━━━ Information provided ━━━

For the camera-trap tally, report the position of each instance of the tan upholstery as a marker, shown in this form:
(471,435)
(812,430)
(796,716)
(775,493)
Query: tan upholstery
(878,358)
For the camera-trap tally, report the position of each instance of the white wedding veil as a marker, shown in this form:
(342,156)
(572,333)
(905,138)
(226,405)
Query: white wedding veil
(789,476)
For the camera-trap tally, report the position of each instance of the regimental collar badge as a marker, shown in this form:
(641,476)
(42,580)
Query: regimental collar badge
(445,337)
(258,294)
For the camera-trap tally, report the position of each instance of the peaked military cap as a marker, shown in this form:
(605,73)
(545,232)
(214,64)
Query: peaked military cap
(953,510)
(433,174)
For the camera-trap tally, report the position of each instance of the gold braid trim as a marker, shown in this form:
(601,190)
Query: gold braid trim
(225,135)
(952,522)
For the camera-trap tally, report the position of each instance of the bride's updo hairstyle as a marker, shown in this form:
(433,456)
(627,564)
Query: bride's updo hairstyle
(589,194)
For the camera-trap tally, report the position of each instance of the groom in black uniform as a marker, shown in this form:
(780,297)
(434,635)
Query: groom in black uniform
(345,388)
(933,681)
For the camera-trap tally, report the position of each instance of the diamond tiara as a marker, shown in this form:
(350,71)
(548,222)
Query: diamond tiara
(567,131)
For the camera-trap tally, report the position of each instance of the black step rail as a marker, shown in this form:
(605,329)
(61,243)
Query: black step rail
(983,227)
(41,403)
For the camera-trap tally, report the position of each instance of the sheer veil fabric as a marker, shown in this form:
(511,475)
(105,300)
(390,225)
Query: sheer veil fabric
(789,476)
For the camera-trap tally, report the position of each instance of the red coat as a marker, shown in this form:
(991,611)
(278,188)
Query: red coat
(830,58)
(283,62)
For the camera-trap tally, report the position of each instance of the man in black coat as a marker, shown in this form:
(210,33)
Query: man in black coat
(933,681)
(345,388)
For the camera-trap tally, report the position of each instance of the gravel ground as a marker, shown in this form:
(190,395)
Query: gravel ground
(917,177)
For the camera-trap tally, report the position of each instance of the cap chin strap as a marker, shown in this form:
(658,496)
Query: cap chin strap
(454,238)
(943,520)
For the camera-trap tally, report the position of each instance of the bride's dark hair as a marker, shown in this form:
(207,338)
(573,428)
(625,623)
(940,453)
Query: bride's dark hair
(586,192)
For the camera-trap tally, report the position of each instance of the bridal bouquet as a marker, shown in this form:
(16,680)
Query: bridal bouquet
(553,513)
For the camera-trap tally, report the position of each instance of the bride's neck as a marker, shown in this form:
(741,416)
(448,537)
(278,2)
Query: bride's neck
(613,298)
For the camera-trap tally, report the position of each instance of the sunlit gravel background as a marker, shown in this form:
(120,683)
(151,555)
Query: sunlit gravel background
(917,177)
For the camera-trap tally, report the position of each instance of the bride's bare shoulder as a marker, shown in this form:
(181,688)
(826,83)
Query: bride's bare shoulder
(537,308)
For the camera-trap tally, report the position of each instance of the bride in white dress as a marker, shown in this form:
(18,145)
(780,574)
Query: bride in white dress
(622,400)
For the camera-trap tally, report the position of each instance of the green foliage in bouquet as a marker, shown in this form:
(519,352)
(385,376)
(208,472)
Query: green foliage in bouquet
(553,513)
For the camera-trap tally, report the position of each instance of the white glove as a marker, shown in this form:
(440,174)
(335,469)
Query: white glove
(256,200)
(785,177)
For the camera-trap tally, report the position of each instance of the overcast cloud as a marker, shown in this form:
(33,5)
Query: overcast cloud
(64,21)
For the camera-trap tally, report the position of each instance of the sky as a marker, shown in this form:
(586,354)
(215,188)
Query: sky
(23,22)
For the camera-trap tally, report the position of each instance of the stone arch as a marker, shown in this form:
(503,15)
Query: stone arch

━━━

Directions:
Output, unchanged, the lines from the line with "the bride's dark" through the final line of the material.

Solution to this problem:
For the camera-trap tally, report the position of each instance of the bride's dark hair as a marker, shown in this form:
(207,338)
(573,428)
(625,623)
(940,453)
Query: bride's dark hair
(586,192)
For the camera-trap tally, report the position of each instance of the bridal bouquet as a marker, shown in this form:
(16,680)
Query: bridal bouquet
(553,513)
For the camera-trap tally, report the position of each instance of the bride's neck as a marker, shown in this form:
(741,416)
(448,537)
(278,2)
Query: bride's neck
(613,298)
For the camera-trap tally, report the position of each instance of the sunlit gravel background as a marker, shown in this form:
(120,683)
(151,555)
Query: sunlit gravel background
(917,177)
For the camera-trap tally, report the position of each instance of the bride's bare shoulder as a marker, shown in this form:
(181,688)
(826,83)
Query: bride's bare shoulder
(537,308)
For the camera-trap tally, report the position of each instance of the bride in white dress as a marker, shown in this form:
(18,145)
(780,574)
Query: bride in white dress
(622,400)
For the camera-trap tally, report the position of each instance of the green foliage in bouquet as a marker, shown in this form:
(519,352)
(385,376)
(208,472)
Query: green foliage in bouquet
(553,513)
For the camera-trap tally, report the position of each instance of the white glove as a marker, shown in this form:
(440,174)
(335,469)
Query: white glove
(256,200)
(785,177)
For the camera-trap tally, report the position of each instance of the overcast cloud as a marker, shown in this form:
(33,5)
Query: overcast cloud
(64,21)
For the camera-trap tally, report the position of each instance of the sky as a marker, shown in this form:
(586,354)
(215,188)
Query: sky
(23,22)
For the camera-trap tally, report the position of each instance of the stone arch as a marker, shown in this form:
(503,15)
Query: stone arch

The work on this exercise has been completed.